● What is being asked: Can you copy, word for word, the passage of the Handscomb article that opens with the words containing "It helped that" and closes with "firmly with Australia."?
::: Text
Now, he's retained his spot for the Sheffield Shield outing against the Blues, despite the return of David Hussey and Aaron Finch from international duties. That alone is a win for Handscomb, who earned his first rookie contract with Victoria this year but expected to spend the summer watching the Bushrangers from the sidelines.

"I just want to hold my spot for as long as I can," Handscomb said. "I didn't expect to play a game let alone start the season in the team, so anything from here on in is really a bonus. But my goals have changed and I want to stay in for as long as I can."

To stay in as long as he can is Handscomb's goal not only in the team environment, but in every innings he plays. An opener with the successful St Kilda club in Melbourne's grade competition, Handscomb has learnt the art of batting long from his club captain Graeme Rummans, and the work paid off when he made 233 in last week's second XI game.

"I spoke to Rummo about getting my head right and the mental side of it," Handscomb said. "It's about not really being satisfied with making 70s or 80s, or if you get to a hundred, not being satisfied with just a hundred."

It helped that Handscomb spent the winter playing club cricket in England, where he was also picked for the Leicestershire Second XI and promptly made 117 opening the innings in his first game. But despite holding a British passport - he was born in Australia to English parents - Handscomb's loyalties are firmly with Australia.

And after playing for Australia's Under-19s two years ago, Handscomb's opportunity at state level finally arrived this month, after he scored a century in a 'probables versus possibles' state squad match before the start of the season. When he stepped up on an early-season Gabba pitch Handscomb, who concedes he is "definitely no big fence-clearer", had to rein in his strokeplay even further.

"I'd spoken to Shippy [coach Greg Shipperd] beforehand and we'd chatted about how to play on that pitch, what shots to play and what ones not to," he said. "It just turned out that a few of my shots I had to really rein in. It was a conscious effort really to survive and stay in."

He did just that. Now his next task is to stay in the Victorian side when the captain Cameron White returns. Whatever happens, Handscomb is pleased to have made a promising start to his career.

"Cricket is one of those games where it won't take much to go the other way," he said. "Hopefully I can keep it going as long as I can."
::::::
::: Entries provided
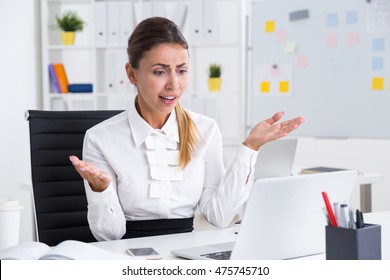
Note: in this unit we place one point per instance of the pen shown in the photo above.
(336, 209)
(344, 216)
(352, 224)
(359, 219)
(332, 218)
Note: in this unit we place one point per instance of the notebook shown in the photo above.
(276, 158)
(283, 218)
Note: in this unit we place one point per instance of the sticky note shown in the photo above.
(264, 87)
(302, 61)
(352, 39)
(331, 41)
(351, 17)
(269, 26)
(297, 15)
(283, 86)
(275, 70)
(290, 47)
(377, 83)
(280, 36)
(377, 63)
(332, 20)
(378, 45)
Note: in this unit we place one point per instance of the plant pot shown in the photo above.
(215, 84)
(68, 38)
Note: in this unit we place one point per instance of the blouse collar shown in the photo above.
(141, 129)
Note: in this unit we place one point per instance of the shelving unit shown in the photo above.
(102, 61)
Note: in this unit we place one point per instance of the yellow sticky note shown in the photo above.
(264, 87)
(283, 86)
(269, 26)
(377, 83)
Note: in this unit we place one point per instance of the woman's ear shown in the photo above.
(130, 74)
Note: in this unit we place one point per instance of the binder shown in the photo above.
(113, 22)
(53, 79)
(80, 88)
(158, 9)
(127, 21)
(122, 83)
(196, 21)
(146, 10)
(179, 14)
(210, 12)
(100, 23)
(62, 78)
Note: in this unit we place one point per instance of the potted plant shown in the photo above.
(215, 77)
(69, 22)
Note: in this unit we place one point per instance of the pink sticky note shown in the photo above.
(275, 70)
(331, 41)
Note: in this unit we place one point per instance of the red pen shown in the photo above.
(332, 218)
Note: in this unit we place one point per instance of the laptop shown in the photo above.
(283, 218)
(276, 158)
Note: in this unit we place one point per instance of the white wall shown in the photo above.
(19, 81)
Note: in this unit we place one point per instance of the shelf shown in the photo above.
(100, 60)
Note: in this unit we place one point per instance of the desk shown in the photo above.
(165, 243)
(365, 181)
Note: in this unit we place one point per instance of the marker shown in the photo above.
(359, 219)
(336, 208)
(332, 218)
(344, 216)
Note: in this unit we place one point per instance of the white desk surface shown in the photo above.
(165, 243)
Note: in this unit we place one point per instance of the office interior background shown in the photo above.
(21, 89)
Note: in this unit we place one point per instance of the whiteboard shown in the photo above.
(325, 60)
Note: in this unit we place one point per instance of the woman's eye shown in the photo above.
(159, 72)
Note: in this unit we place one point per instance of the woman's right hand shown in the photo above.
(97, 179)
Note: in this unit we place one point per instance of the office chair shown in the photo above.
(59, 198)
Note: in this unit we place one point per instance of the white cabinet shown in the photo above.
(99, 54)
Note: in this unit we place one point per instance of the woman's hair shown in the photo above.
(152, 32)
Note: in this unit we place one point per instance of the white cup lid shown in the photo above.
(7, 204)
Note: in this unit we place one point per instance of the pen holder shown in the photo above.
(353, 244)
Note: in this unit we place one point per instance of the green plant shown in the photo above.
(70, 21)
(215, 70)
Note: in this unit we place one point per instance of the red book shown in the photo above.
(62, 79)
(53, 78)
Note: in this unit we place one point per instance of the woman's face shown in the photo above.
(161, 79)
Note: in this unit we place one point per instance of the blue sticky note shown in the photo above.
(378, 45)
(351, 17)
(332, 20)
(377, 63)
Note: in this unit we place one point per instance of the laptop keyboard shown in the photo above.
(224, 255)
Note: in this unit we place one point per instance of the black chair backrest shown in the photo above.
(58, 190)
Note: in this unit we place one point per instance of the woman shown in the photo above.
(149, 168)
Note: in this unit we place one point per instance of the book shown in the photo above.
(62, 78)
(53, 78)
(66, 250)
(321, 169)
(80, 88)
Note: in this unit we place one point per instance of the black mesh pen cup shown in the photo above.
(353, 244)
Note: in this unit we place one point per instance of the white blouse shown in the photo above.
(146, 181)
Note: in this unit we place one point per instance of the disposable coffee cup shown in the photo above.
(10, 210)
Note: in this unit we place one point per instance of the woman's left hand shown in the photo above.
(269, 130)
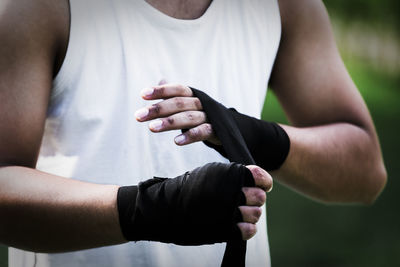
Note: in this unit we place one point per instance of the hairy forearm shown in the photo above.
(334, 163)
(46, 213)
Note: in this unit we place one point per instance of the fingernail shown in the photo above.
(155, 125)
(147, 91)
(141, 113)
(162, 82)
(180, 139)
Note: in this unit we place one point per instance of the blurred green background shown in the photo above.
(310, 234)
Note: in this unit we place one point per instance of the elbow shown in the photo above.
(376, 184)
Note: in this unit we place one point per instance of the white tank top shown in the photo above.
(117, 48)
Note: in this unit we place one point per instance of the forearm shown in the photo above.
(46, 213)
(338, 162)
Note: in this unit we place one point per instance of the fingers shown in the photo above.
(165, 91)
(199, 133)
(262, 178)
(248, 230)
(182, 120)
(254, 196)
(250, 214)
(168, 107)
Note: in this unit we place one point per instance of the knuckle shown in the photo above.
(156, 108)
(260, 197)
(257, 213)
(207, 129)
(179, 102)
(170, 120)
(181, 88)
(193, 133)
(191, 116)
(197, 104)
(249, 230)
(159, 91)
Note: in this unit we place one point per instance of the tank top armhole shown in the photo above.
(64, 73)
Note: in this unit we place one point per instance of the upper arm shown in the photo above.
(309, 77)
(29, 37)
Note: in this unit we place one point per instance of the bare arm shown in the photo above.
(335, 154)
(38, 211)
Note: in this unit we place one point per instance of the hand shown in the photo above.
(255, 198)
(179, 110)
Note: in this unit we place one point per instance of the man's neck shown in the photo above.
(181, 9)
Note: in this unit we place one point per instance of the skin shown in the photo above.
(335, 155)
(43, 212)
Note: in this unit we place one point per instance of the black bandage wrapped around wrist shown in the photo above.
(267, 142)
(196, 208)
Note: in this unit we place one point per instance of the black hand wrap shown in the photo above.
(267, 142)
(199, 207)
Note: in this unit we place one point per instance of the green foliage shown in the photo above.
(305, 233)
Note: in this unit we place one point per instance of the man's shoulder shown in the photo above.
(297, 14)
(35, 24)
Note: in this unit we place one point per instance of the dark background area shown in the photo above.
(310, 234)
(306, 233)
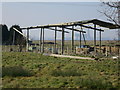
::::::
● Exercise answer:
It helped that Handscomb spent the winter playing club cricket in England, where he was also picked for the Leicestershire Second XI and promptly made 117 opening the innings in his first game. But despite holding a British passport - he was born in Australia to English parents - Handscomb's loyalties are firmly with Australia.